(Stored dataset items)
BEGIN

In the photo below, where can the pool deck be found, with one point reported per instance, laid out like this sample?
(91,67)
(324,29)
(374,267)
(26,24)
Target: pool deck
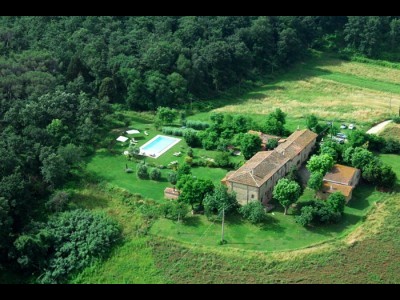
(157,154)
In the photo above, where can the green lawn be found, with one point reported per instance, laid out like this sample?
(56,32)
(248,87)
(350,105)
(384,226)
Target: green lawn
(279,232)
(109,164)
(331,88)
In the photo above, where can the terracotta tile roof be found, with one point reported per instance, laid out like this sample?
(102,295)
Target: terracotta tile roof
(344,189)
(264,164)
(297,141)
(171,193)
(340,174)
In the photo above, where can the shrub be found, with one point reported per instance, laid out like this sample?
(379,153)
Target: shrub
(306,216)
(172,177)
(142,171)
(190,152)
(337,202)
(173,131)
(222,159)
(392,146)
(396,120)
(189,160)
(253,212)
(155,174)
(192,138)
(174,210)
(318,212)
(58,201)
(67,243)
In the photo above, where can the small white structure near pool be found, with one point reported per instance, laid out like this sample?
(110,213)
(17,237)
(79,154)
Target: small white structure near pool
(122,139)
(158,145)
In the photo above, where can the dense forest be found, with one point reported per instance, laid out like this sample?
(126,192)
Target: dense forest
(59,77)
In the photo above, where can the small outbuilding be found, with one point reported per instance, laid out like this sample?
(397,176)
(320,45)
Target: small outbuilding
(340,179)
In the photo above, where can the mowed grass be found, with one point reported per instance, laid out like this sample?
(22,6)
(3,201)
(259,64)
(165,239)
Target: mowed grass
(328,87)
(109,163)
(374,258)
(131,261)
(278,233)
(392,131)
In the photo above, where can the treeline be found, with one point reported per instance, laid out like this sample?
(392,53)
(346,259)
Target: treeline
(148,62)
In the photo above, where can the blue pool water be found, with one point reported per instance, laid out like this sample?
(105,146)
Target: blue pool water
(159,144)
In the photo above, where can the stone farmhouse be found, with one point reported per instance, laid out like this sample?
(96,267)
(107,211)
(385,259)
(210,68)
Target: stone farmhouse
(255,180)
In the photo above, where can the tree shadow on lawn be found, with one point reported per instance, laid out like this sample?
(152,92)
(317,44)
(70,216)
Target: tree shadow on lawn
(272,224)
(347,221)
(193,221)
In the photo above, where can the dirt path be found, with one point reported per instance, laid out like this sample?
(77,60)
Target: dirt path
(379,127)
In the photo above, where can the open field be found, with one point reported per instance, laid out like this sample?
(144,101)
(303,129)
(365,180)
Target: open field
(331,88)
(280,250)
(108,164)
(368,255)
(279,232)
(372,258)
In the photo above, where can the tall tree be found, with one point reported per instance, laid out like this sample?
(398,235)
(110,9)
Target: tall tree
(286,192)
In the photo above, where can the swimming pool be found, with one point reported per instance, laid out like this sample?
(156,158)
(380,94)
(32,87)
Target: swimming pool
(158,145)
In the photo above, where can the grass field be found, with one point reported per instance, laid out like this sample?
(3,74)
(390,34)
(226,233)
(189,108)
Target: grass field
(279,232)
(331,88)
(353,251)
(373,257)
(370,254)
(392,130)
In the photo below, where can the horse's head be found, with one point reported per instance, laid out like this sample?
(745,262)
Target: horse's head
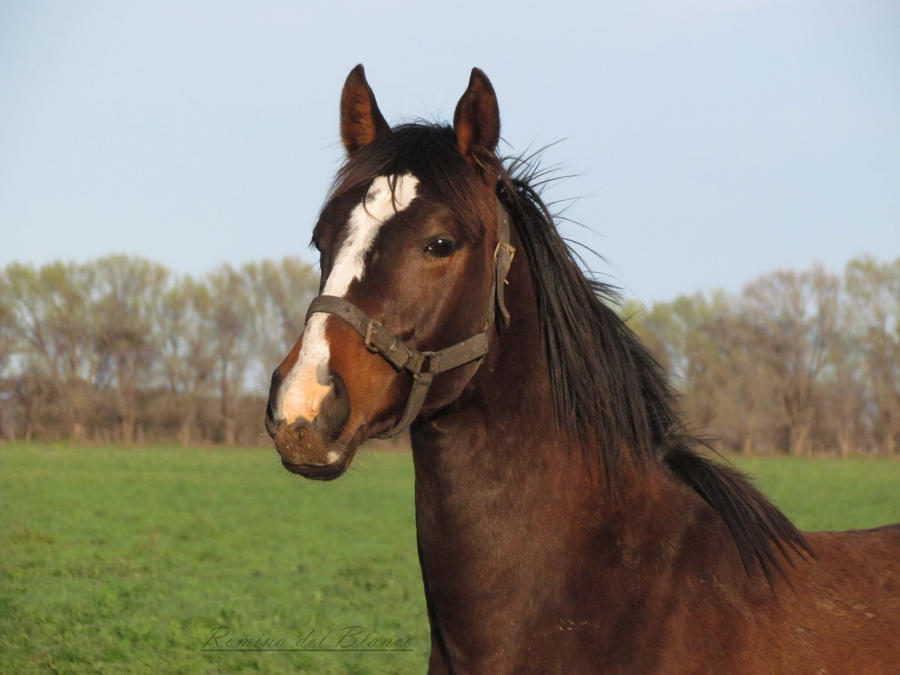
(413,252)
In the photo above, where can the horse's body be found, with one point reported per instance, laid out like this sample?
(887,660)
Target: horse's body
(564,522)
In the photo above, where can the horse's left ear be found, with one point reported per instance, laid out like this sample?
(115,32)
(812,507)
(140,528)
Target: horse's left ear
(477,119)
(361,120)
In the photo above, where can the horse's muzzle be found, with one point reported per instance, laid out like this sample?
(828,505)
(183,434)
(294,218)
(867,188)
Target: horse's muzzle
(312,448)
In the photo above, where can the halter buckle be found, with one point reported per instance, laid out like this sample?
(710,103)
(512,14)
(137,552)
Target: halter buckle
(371,327)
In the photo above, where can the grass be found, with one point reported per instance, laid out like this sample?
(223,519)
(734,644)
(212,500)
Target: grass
(136,559)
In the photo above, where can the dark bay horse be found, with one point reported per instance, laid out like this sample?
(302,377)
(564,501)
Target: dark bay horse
(566,522)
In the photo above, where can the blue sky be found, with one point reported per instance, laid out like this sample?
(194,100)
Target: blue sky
(712,141)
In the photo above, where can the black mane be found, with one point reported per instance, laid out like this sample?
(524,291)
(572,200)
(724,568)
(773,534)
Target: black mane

END

◆ TASK REQUIREMENTS ◆
Show every line in the entries where the string "mane" occurs.

◆ EXERCISE RESPONSE ◆
In the photo above, where can the black mane be found, with one point reported per instance, laid out like this sample?
Target: black mane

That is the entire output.